## Exercise prompt
Add 55 to every bounding box coordinate from the start of the records up to and including the line with "[133,227,414,309]", and write out each of those lines in full without the pictures.

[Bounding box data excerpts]
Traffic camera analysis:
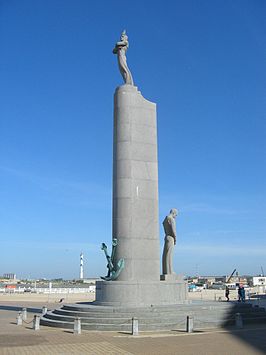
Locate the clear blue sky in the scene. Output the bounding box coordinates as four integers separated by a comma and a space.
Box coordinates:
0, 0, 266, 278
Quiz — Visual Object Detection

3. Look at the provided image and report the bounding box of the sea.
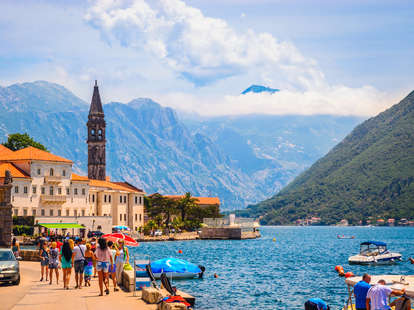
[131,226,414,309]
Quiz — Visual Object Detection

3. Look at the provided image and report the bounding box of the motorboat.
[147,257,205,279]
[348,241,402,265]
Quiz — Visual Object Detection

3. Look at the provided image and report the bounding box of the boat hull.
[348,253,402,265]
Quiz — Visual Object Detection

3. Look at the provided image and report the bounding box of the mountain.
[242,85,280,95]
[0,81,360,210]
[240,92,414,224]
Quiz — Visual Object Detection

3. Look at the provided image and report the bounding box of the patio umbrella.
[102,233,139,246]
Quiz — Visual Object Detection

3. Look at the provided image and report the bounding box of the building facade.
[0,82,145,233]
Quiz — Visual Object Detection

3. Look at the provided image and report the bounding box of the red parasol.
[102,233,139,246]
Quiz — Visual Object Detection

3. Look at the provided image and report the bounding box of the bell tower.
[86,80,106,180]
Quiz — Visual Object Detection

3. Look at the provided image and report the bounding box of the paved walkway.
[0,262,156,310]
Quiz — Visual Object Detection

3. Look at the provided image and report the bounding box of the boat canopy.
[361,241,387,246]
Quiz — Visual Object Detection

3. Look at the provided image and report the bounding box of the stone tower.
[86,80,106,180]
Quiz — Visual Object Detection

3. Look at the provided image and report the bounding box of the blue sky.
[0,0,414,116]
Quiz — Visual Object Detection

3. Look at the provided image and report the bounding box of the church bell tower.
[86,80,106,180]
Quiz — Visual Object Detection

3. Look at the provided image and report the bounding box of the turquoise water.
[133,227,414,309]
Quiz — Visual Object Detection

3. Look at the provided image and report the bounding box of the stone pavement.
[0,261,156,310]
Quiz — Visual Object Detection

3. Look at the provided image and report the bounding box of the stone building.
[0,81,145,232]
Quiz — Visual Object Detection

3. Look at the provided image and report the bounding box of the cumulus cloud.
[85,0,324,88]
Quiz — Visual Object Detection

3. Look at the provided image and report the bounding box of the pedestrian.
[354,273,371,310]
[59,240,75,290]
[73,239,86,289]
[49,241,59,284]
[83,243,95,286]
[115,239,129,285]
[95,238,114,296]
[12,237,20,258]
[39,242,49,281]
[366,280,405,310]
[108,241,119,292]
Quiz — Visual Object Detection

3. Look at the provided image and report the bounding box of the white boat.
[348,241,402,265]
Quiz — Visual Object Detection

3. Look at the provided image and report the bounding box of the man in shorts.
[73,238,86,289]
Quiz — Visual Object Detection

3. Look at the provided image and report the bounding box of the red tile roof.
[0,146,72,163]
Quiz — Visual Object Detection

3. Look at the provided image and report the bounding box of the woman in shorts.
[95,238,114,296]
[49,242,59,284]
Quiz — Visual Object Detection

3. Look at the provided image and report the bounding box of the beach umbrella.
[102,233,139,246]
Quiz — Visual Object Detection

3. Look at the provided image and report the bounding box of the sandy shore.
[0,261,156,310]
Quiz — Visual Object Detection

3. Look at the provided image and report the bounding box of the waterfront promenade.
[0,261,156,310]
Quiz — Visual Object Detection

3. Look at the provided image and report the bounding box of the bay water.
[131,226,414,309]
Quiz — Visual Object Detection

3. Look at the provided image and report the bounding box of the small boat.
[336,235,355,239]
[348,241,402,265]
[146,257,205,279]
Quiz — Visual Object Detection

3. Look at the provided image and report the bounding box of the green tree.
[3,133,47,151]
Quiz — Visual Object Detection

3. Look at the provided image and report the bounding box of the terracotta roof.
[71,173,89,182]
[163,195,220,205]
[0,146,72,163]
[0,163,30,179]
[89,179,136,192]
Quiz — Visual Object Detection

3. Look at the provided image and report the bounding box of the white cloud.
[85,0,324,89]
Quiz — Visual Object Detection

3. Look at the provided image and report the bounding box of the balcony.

## Written solution
Traffic camera analysis:
Locate the clear blue sky in the scene. Output the bounding box coordinates as four integers separated by a comma and a space.
Box coordinates:
55, 55, 321, 333
Quiz — Visual Object Detection

3. Look at the provided image and report the bounding box of the sea.
[186,281,469,364]
Quiz — Visual Object Detection

3. Look at the provided image and report the bounding box of the motorboat.
[202,312,260,334]
[403,296,457,320]
Quiz — Visual Object Detection

3. Look at the provided image and report the bounding box of the boat hull.
[403,308,457,320]
Quiz — Visual Object Detection

3. Look at the provided image and report the bounding box of the mountain.
[297,140,335,150]
[55,136,415,265]
[295,147,469,279]
Quiz — Visual Object Detection

3. Look at the provided image and report the bounding box of the patio umbrella.
[157,288,194,301]
Quiz — Visual Object Detection

3. Look at the provided image and report the bounding box of the building facade.
[55,137,200,288]
Quiz — Visual Object Detection

3. Look at the provided image and report the bounding box of the red parasol.
[157,288,194,301]
Quiz — Visual Object Detection

3. Look at the provided image and report the bounding box of the bell tower.
[141,135,161,235]
Quiz — Visual Object Detection

3. Look at the provided image and report the bounding box of the paved walkway.
[55,317,211,365]
Quiz — Visual Object Detection

3. Look at the provided image and report the bounding box of the boat canopy.
[416,296,442,301]
Quiz — Visual Object Detection

3. Look at the provided image and report the bounding box of the stone tower.
[141,135,161,235]
Quiz — Visual Object Detection

3. Look at the provided image and report the bounding box of the blue sky.
[55,55,469,171]
Quiz — Visual Object Detection

3. Look at the provided image and report the bounding box of the church bell tower.
[141,135,161,235]
Quiz — Visual Object Detection

3. Look at the provided image and report the bounding box of the turquoise water.
[188,282,469,364]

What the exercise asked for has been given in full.